### Try it:
Write out every record in full, exactly as written, please.

*** Opening of Extracted data ***

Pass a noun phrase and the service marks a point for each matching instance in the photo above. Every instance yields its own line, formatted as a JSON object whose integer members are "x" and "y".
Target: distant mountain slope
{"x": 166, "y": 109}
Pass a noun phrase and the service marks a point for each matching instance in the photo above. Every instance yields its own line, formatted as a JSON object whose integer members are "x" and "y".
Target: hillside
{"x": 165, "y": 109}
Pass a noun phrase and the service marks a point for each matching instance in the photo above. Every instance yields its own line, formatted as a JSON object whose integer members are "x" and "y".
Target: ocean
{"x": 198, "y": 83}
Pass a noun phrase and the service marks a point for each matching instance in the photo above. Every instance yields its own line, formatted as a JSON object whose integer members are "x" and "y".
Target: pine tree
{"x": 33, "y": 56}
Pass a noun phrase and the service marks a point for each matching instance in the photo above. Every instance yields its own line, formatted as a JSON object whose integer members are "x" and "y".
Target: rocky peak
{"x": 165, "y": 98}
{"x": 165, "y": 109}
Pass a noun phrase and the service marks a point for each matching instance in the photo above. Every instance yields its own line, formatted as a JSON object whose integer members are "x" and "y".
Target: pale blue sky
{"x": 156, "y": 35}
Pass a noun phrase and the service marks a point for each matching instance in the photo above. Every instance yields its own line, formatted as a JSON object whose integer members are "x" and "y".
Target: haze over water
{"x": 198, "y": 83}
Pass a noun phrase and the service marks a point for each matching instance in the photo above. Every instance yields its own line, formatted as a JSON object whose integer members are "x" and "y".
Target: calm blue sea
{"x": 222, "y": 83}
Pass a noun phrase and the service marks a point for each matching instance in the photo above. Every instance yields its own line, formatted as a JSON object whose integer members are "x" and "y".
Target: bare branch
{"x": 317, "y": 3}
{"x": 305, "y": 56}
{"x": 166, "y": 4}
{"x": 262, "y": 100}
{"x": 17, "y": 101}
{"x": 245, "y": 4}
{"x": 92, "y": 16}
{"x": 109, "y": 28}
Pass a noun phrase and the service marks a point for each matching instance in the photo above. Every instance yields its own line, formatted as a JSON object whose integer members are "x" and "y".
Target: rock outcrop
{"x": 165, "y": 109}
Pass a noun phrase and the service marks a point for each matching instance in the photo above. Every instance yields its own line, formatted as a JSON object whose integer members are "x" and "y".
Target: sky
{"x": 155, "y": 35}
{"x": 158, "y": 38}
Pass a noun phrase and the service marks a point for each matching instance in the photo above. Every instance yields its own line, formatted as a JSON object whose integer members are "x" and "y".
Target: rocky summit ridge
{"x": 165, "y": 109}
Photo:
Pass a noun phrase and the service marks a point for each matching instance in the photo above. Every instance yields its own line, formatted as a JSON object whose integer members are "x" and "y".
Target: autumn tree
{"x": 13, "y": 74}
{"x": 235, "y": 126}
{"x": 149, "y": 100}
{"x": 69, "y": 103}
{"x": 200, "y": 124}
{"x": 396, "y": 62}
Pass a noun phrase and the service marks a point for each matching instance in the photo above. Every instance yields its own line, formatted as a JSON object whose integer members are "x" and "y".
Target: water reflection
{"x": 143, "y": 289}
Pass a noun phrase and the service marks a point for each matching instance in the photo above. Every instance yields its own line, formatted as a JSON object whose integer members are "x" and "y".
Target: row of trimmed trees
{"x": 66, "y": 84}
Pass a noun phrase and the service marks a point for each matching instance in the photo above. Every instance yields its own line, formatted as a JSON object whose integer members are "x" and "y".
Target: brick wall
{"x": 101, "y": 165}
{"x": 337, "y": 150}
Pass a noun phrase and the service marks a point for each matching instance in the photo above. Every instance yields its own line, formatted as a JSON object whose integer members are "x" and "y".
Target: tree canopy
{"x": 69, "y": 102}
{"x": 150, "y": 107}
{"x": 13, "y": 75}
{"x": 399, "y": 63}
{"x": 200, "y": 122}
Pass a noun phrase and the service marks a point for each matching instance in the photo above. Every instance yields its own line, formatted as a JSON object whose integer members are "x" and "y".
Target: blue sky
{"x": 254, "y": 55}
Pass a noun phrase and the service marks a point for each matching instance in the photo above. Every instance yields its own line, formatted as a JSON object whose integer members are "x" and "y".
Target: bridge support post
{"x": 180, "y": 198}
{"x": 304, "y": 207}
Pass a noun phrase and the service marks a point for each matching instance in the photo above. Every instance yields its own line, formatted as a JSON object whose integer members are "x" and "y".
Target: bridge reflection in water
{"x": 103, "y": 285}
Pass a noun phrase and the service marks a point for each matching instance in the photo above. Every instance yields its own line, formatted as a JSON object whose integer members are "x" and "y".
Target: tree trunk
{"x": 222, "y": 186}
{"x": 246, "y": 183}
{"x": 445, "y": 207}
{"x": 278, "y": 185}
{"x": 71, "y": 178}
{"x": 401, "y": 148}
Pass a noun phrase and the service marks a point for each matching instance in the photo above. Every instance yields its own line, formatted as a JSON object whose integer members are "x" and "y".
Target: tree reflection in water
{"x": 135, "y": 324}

*** Close of Extracted data ***

### Reply to the task:
Pass a noun phrase and the service marks a point for each matching instance in the photo above. Every instance yields its own line, formatted as a JSON object whose integer members are "x" and "y".
Target: distant mountain slope
{"x": 166, "y": 109}
Pass a noun phrase and the service marks a point for each matching instance in the photo above. Every instance yields its own line, formatted as a JSON object whose integer members are "x" and "y".
Target: hillside
{"x": 165, "y": 109}
Pass a noun phrase and the service marks a point for each matching instance in the photo above. Every instance yields its own line, formatted as a JSON object whose integer members are "x" and "y".
Target: ocean
{"x": 198, "y": 83}
Pass a noun phrase and the service marks a point for each matching instance in the photo above. Every instance yields its own line, formatted as a JSON object whose integer members are "x" and "y".
Target: pine tree
{"x": 33, "y": 56}
Pass a noun phrase and the service marks a point for each matching instance in the photo above. Every instance yields its own line, formatted as a JSON object whose integer members are "x" and "y".
Target: rocky peak
{"x": 165, "y": 98}
{"x": 165, "y": 109}
Pass a noun phrase and the service marks a point for each matching instance in the photo above. Every instance yields its own line, formatted as a JSON object whose integer members are "x" and "y".
Target: pale blue sky
{"x": 156, "y": 35}
Pass a noun phrase and the service marks a point for each matching instance in the photo above. Every instance yields its own line, formatted as a JSON object whose integer members are "x" and "y".
Target: haze over water
{"x": 198, "y": 83}
Pass a noun phrase and the service marks a point for each matching instance in the photo above. Every instance yields its own line, formatted as a JSON object whose integer members are "x" and "y".
Target: calm blue sea
{"x": 222, "y": 83}
Pass a noun phrase and the service marks a point for each matching instance in the photo above. Every instance yields its own line, formatted as a JSON object whose integer members are "x" and "y".
Target: bare branch
{"x": 317, "y": 3}
{"x": 305, "y": 56}
{"x": 166, "y": 4}
{"x": 262, "y": 100}
{"x": 17, "y": 101}
{"x": 245, "y": 4}
{"x": 92, "y": 16}
{"x": 109, "y": 28}
Pass a noun phrase and the service marks a point for each matching instance in the photo above. Every instance yields its own line, formatted as a JSON object whose integer members are "x" and "y".
Target: rock outcrop
{"x": 165, "y": 109}
Pass a noun phrase and the service marks a point for each matching instance in the photo above. Every instance yields its own line, formatted as a JSON object whose integer members are "x" and "y".
Target: sky
{"x": 155, "y": 35}
{"x": 158, "y": 38}
Pass a noun phrase and the service marks a point for each matching instance in the photo above. Every instance yields its own line, formatted as a JSON object whose integer members are "x" and "y".
Target: rocky summit ridge
{"x": 165, "y": 109}
Photo:
Pass a noun phrase and the service marks a point for each matching instance in the photo above. Every instance yields its own line, formatted as a JSON object whose integer members are "x" and "y".
Target: autumn tree
{"x": 13, "y": 74}
{"x": 235, "y": 126}
{"x": 149, "y": 100}
{"x": 69, "y": 103}
{"x": 200, "y": 124}
{"x": 396, "y": 62}
Pass a noun phrase and the service marks a point for each matching instance in the photo above. Every instance yields its own line, formatted as a JSON object whose integer members are "x" and "y".
Target: water reflection
{"x": 143, "y": 289}
Pass a noun phrase and the service marks a point for each matching instance in the photo above. Every instance yields its own line, formatted as a JSON object whose integer members are "x" and "y".
Target: row of trimmed trees
{"x": 66, "y": 84}
Pass a noun phrase and the service marks a point for each matching instance in the photo above. Every instance yields its own line, formatted as a JSON object whose integer members are "x" and "y".
Target: brick wall
{"x": 101, "y": 165}
{"x": 337, "y": 150}
Pass a noun phrase and the service marks a point for each matching instance in the photo above. Every instance yields its own line, formatted as a JSON object whose integer members are "x" and "y".
Target: tree canopy
{"x": 69, "y": 102}
{"x": 150, "y": 107}
{"x": 13, "y": 75}
{"x": 399, "y": 63}
{"x": 200, "y": 122}
Pass a noun phrase and the service marks a point for each matching instance in the photo above. Every instance yields its own line, formatted as a JSON object whose integer members are "x" and "y".
Target: blue sky
{"x": 254, "y": 55}
Pass a noun phrase and the service marks a point for each matching instance in the photo above. Every instance yields its own line, formatted as a JSON object whose integer members are "x" and "y".
Target: bridge support post
{"x": 180, "y": 198}
{"x": 304, "y": 207}
Pass a noun phrase and the service marks a point for each matching instance in the photo above. Every instance yields its own line, formatted as a JSON object whose integer members are "x" and "y".
Target: bridge reflection in water
{"x": 103, "y": 285}
Pass a noun phrase and the service marks a point for each matching instance in the photo above. Every instance yields its own line, formatted as a JSON object whose integer members are "x" and "y".
Target: tree trunk
{"x": 222, "y": 186}
{"x": 246, "y": 183}
{"x": 445, "y": 207}
{"x": 278, "y": 185}
{"x": 71, "y": 178}
{"x": 401, "y": 148}
Pass a noun phrase and the service marks a point for each matching instance in the photo above. Every instance yields its own line, formatted as a JSON object whose integer members are "x" and "y".
Target: tree reflection in water
{"x": 135, "y": 324}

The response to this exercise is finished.